- [THE REQUEST]:
Switch "ceiling" to "roof" in the entries from the line with "target: ceiling" to the line with "(33, 7), (33, 0)]", and rewrite only those lines with nothing else altered.
━━ RECORDS PROVIDED ━━
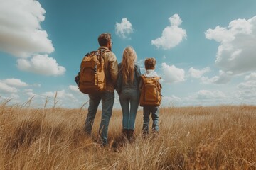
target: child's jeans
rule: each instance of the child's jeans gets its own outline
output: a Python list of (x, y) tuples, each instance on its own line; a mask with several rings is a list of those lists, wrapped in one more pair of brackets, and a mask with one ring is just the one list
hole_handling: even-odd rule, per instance
[(159, 131), (159, 107), (143, 107), (143, 133), (149, 133), (149, 115), (151, 113), (151, 118), (153, 120), (152, 130), (155, 132)]

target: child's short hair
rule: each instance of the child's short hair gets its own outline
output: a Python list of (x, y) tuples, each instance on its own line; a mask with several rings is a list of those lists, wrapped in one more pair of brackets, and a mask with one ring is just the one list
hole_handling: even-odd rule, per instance
[(156, 61), (154, 58), (146, 58), (145, 60), (145, 69), (154, 69)]

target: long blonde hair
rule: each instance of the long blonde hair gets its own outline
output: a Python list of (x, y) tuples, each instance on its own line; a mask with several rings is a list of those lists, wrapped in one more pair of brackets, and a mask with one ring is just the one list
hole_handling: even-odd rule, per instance
[(134, 50), (128, 46), (123, 52), (120, 72), (123, 76), (123, 81), (127, 84), (129, 81), (133, 82), (134, 72), (134, 62), (137, 61), (137, 55)]

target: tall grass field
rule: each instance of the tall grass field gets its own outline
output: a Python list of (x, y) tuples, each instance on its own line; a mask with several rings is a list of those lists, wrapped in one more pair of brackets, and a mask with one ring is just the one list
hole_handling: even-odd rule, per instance
[(87, 106), (1, 103), (0, 169), (256, 169), (256, 106), (160, 108), (160, 133), (146, 137), (140, 109), (131, 143), (114, 110), (105, 147), (97, 142), (100, 110), (92, 136), (82, 130)]

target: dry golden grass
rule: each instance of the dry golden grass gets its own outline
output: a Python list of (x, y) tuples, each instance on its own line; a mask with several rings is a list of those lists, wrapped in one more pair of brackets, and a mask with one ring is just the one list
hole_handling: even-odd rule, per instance
[[(109, 127), (110, 147), (82, 132), (86, 109), (0, 104), (0, 169), (256, 169), (256, 107), (161, 108), (160, 135), (122, 141), (122, 112)], [(46, 102), (46, 104), (47, 102)]]

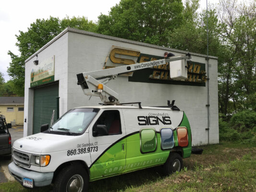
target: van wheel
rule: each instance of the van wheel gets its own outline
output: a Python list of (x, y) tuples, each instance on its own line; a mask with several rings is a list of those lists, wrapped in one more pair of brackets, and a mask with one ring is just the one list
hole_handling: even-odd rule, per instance
[(176, 171), (180, 171), (183, 168), (183, 160), (181, 156), (172, 153), (163, 166), (163, 172), (165, 175), (169, 175)]
[(87, 192), (89, 179), (85, 168), (80, 165), (64, 168), (54, 181), (55, 192)]

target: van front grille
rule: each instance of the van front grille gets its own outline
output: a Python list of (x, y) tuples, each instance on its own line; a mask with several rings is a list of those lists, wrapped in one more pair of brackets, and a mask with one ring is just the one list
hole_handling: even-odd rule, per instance
[(13, 161), (17, 165), (29, 168), (30, 167), (30, 163), (31, 156), (31, 154), (21, 152), (20, 151), (13, 149)]

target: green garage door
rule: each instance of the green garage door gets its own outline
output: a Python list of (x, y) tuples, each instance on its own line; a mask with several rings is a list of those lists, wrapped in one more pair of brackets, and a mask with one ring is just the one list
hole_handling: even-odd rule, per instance
[(57, 99), (59, 84), (35, 88), (34, 90), (33, 134), (40, 132), (41, 125), (50, 123), (52, 111), (55, 110), (57, 120)]

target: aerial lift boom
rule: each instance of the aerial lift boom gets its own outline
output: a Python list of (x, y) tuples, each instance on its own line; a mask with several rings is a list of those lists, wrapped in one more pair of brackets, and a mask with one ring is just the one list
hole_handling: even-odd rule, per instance
[[(181, 62), (185, 62), (185, 63), (186, 63), (186, 60), (190, 59), (191, 55), (188, 53), (186, 55), (177, 55), (159, 60), (83, 72), (76, 75), (77, 84), (81, 85), (85, 95), (99, 96), (101, 101), (105, 104), (119, 104), (118, 94), (106, 85), (106, 84), (110, 80), (116, 79), (117, 75), (164, 65), (168, 62), (180, 61)], [(185, 65), (186, 66), (186, 64)], [(107, 79), (102, 82), (99, 81), (104, 79)]]

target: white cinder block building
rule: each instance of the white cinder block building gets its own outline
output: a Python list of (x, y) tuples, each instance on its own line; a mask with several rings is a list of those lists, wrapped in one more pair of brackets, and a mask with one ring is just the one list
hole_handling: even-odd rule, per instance
[[(65, 29), (25, 61), (24, 136), (38, 132), (42, 124), (49, 123), (54, 109), (58, 108), (61, 116), (71, 108), (101, 102), (99, 97), (90, 99), (84, 94), (77, 85), (77, 74), (162, 59), (165, 52), (186, 53)], [(159, 106), (167, 105), (167, 100), (175, 100), (189, 120), (193, 144), (218, 143), (218, 58), (209, 56), (208, 66), (207, 55), (190, 53), (185, 81), (170, 79), (167, 64), (119, 76), (108, 85), (119, 94), (122, 103)]]

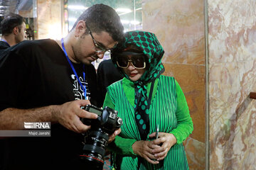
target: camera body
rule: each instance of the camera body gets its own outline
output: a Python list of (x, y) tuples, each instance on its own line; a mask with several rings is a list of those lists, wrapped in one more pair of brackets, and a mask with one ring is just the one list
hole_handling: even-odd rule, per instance
[(112, 134), (122, 124), (122, 119), (117, 116), (117, 111), (107, 106), (102, 110), (93, 105), (87, 105), (85, 110), (98, 115), (97, 119), (81, 119), (82, 123), (92, 125), (92, 128), (100, 127), (104, 132)]
[(85, 137), (85, 143), (80, 157), (90, 162), (88, 164), (95, 169), (102, 169), (109, 134), (112, 134), (119, 128), (122, 120), (117, 116), (117, 111), (109, 107), (100, 109), (92, 105), (87, 105), (82, 109), (95, 113), (98, 117), (97, 119), (81, 118), (82, 123), (91, 125), (91, 129)]

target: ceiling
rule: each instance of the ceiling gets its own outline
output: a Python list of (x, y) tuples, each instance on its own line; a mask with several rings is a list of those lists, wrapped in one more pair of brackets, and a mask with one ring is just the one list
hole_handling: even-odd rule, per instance
[(0, 0), (0, 16), (18, 11), (29, 11), (33, 7), (33, 0)]

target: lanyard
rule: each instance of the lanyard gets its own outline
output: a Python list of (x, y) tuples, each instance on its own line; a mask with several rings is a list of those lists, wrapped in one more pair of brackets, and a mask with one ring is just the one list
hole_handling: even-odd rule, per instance
[(78, 81), (78, 83), (80, 85), (80, 87), (82, 88), (83, 92), (84, 92), (84, 96), (85, 96), (85, 100), (87, 99), (87, 97), (86, 97), (86, 85), (85, 85), (85, 64), (82, 64), (82, 74), (83, 74), (83, 80), (85, 81), (85, 86), (83, 86), (81, 81), (80, 81), (79, 79), (79, 76), (78, 76), (78, 74), (76, 73), (75, 72), (75, 69), (74, 68), (74, 66), (72, 64), (72, 62), (70, 61), (70, 60), (68, 58), (68, 54), (67, 54), (67, 52), (65, 50), (65, 46), (64, 46), (64, 40), (63, 38), (61, 38), (61, 45), (63, 47), (63, 51), (64, 51), (64, 53), (65, 53), (65, 55), (68, 60), (68, 63), (70, 64), (71, 68), (72, 68), (72, 70), (73, 71)]
[(9, 47), (11, 47), (11, 45), (10, 45), (7, 42), (7, 41), (6, 41), (5, 40), (1, 39), (1, 40), (6, 42), (6, 44), (8, 44), (8, 45), (9, 45)]

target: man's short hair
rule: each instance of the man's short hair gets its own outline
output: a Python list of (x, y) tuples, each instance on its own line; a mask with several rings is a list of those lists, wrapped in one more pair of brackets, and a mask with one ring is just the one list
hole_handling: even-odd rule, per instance
[(24, 18), (20, 15), (10, 13), (4, 17), (1, 22), (1, 30), (3, 35), (9, 35), (16, 26), (21, 31), (21, 26), (24, 22)]
[[(106, 31), (115, 41), (121, 41), (124, 37), (124, 27), (120, 17), (110, 6), (100, 4), (93, 5), (86, 9), (78, 18), (72, 29), (74, 29), (78, 21), (86, 21), (92, 32), (98, 33)], [(89, 33), (87, 29), (86, 34)]]

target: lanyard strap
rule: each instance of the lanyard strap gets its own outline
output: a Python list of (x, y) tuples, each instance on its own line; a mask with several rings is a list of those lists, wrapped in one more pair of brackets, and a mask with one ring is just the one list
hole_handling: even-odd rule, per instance
[(64, 46), (64, 40), (63, 38), (61, 38), (61, 45), (63, 47), (63, 51), (64, 51), (64, 53), (65, 53), (65, 55), (68, 60), (68, 63), (70, 64), (71, 68), (72, 68), (72, 70), (73, 71), (77, 79), (78, 79), (78, 81), (79, 83), (79, 84), (80, 85), (81, 88), (82, 88), (82, 90), (84, 92), (84, 96), (85, 96), (85, 99), (87, 99), (87, 97), (86, 97), (86, 85), (85, 85), (85, 64), (82, 64), (82, 74), (83, 74), (83, 80), (85, 81), (85, 86), (83, 86), (81, 81), (80, 81), (79, 79), (79, 76), (78, 76), (78, 74), (76, 73), (75, 72), (75, 69), (74, 68), (74, 66), (72, 64), (72, 62), (70, 61), (70, 60), (68, 58), (68, 54), (67, 54), (67, 52), (66, 52), (66, 50), (65, 48), (65, 46)]
[(10, 45), (7, 42), (7, 41), (6, 41), (5, 40), (1, 39), (1, 40), (5, 42), (6, 44), (8, 44), (8, 45), (9, 45), (9, 47), (11, 47), (11, 45)]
━━━
- [SOLUTION]:
target: roof
rule: each instance of the roof gets its own outline
output: a Python list of (x, y) tuples, each instance on its own line; a mask with several rings is a list of those lists, wrapped in one more pair of brackets, and a mask with one ring is just the one list
hole_handling: even-odd rule, per instance
[(0, 0), (0, 16), (18, 11), (29, 11), (33, 7), (33, 0)]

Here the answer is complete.